(Stored data entries)
::::

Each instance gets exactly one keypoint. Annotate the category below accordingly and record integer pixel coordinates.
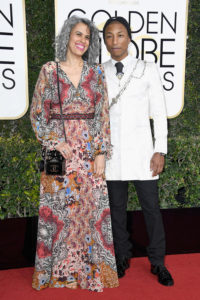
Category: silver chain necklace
(116, 98)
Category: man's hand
(157, 164)
(99, 165)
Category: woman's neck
(72, 60)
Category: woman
(75, 245)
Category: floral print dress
(74, 243)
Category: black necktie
(119, 66)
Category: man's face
(117, 40)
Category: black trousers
(147, 192)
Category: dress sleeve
(157, 109)
(102, 139)
(40, 112)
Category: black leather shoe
(164, 277)
(122, 265)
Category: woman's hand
(64, 149)
(99, 165)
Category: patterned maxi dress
(74, 243)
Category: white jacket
(131, 135)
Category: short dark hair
(120, 20)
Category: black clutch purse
(53, 163)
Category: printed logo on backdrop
(159, 30)
(13, 60)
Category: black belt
(75, 116)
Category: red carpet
(138, 284)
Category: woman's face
(79, 39)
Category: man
(135, 93)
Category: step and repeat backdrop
(159, 33)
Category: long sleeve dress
(74, 243)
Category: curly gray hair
(62, 39)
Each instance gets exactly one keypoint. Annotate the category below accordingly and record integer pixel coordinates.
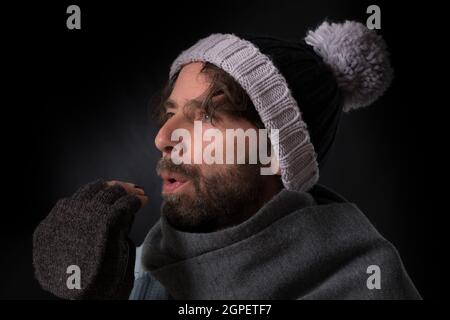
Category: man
(227, 231)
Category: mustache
(188, 171)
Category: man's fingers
(131, 188)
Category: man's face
(203, 197)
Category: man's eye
(205, 117)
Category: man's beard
(228, 198)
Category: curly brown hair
(234, 101)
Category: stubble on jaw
(221, 199)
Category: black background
(79, 111)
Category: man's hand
(89, 230)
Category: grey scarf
(297, 246)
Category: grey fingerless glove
(88, 230)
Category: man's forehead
(190, 84)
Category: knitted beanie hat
(301, 87)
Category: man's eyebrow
(171, 104)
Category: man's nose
(163, 139)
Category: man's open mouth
(172, 181)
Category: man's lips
(172, 181)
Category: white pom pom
(358, 58)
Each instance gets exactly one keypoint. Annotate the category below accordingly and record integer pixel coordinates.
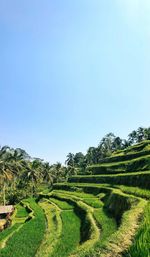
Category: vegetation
(28, 237)
(96, 205)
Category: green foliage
(53, 231)
(141, 245)
(26, 241)
(138, 164)
(140, 179)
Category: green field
(90, 215)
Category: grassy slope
(140, 179)
(26, 241)
(53, 231)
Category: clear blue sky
(72, 71)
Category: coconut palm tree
(47, 173)
(6, 174)
(32, 173)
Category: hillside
(104, 212)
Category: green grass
(129, 153)
(141, 243)
(21, 211)
(107, 225)
(86, 198)
(8, 232)
(70, 236)
(139, 179)
(133, 165)
(26, 241)
(61, 204)
(53, 231)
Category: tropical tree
(31, 174)
(47, 173)
(6, 174)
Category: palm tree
(70, 159)
(32, 173)
(47, 173)
(6, 174)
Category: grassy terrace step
(26, 241)
(89, 199)
(141, 243)
(137, 164)
(140, 179)
(89, 232)
(53, 231)
(96, 188)
(68, 236)
(132, 152)
(131, 208)
(21, 214)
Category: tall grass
(53, 231)
(141, 243)
(26, 241)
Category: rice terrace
(87, 208)
(75, 128)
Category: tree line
(108, 144)
(23, 176)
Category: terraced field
(103, 213)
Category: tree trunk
(4, 195)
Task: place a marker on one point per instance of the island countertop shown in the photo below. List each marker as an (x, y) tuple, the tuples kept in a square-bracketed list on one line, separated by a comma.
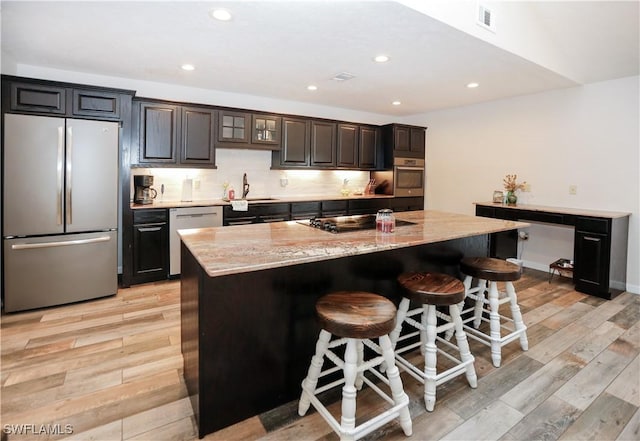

::::

## Directions for this task
Leaving out only the pictures, retype every record exactly.

## Response area
Each instance gets exactly one keypoint. Annotate the category below accordingly and record integer pixel coordinates.
Category: silver chain necklace
(116, 98)
Category: man's hand
(157, 164)
(99, 165)
Category: woman's neck
(72, 60)
Category: woman
(75, 245)
Category: floral print dress
(74, 243)
Category: black necktie
(119, 66)
Category: man's face
(117, 40)
Category: black trousers
(147, 192)
Category: dress sleeve
(157, 109)
(102, 139)
(40, 112)
Category: black leather shoe
(164, 277)
(122, 265)
Category: woman's hand
(64, 149)
(99, 165)
Category: patterned maxi dress
(74, 243)
Category: white jacket
(131, 135)
Category: short dark hair
(120, 20)
Category: black clutch purse
(53, 163)
Category: printed logo on backdrop
(159, 30)
(13, 60)
Category: black belt
(75, 116)
Category: red carpet
(138, 284)
Category: woman's face
(79, 39)
Category: man
(135, 93)
Category: step and repeat backdrop
(159, 33)
Category: long sleeve dress
(74, 243)
Category: curly gray hair
(62, 39)
Each instance gets exactly one keypoint. Annotate the category below accordingly and record integer pixel coordinates.
Category: man
(227, 231)
Category: mustache
(188, 171)
Category: man's fingers
(131, 188)
Category: man's face
(203, 197)
Category: man's eye
(205, 117)
Category: man's beard
(228, 198)
Category: curly brown hair
(234, 101)
Category: stubble on jaw
(221, 199)
Category: black background
(79, 111)
Category: man's hand
(89, 230)
Category: grey scarf
(297, 246)
Category: grey fingerless glove
(88, 230)
Category: man's forehead
(190, 84)
Category: knitted beanie hat
(301, 87)
Category: man's eyebrow
(171, 104)
Category: man's nose
(163, 139)
Category: man's open mouth
(172, 181)
Category: man's lips
(172, 181)
Category: white pom pom
(358, 58)
Each instance gets exactly one keypoint. Annotate the category below accordingly and record integer pixel coordinates.
Category: vegetation
(28, 237)
(96, 205)
Category: green foliage
(53, 231)
(141, 245)
(26, 241)
(138, 164)
(140, 179)
Category: green field
(90, 215)
Category: grassy slope
(140, 179)
(26, 241)
(53, 231)
Category: clear blue sky
(72, 71)
Category: coconut palm tree
(47, 173)
(6, 174)
(32, 173)
Category: hillside
(104, 212)
Category: green grass
(129, 153)
(141, 243)
(21, 211)
(107, 225)
(86, 198)
(8, 232)
(70, 236)
(139, 179)
(133, 165)
(26, 241)
(61, 204)
(53, 231)
Category: tropical tree
(31, 174)
(47, 173)
(6, 174)
Category: palm tree
(70, 159)
(32, 173)
(47, 173)
(6, 174)
Category: grassy terrace step
(26, 241)
(89, 199)
(141, 243)
(137, 164)
(140, 179)
(89, 232)
(53, 231)
(96, 188)
(68, 236)
(132, 152)
(131, 208)
(21, 214)
Category: tall grass
(53, 231)
(141, 243)
(26, 241)
Category: rice terrace
(87, 208)
(75, 128)
Category: tree line
(108, 144)
(23, 176)
Category: terraced field
(103, 213)
Category: tree trunk
(4, 195)
Task: place a marker on one point per instance of the island countertop shown in the photo below. List each marker as an (x, y) tuple, the tuples kept in a square-bracketed list on one line, separated by a comma.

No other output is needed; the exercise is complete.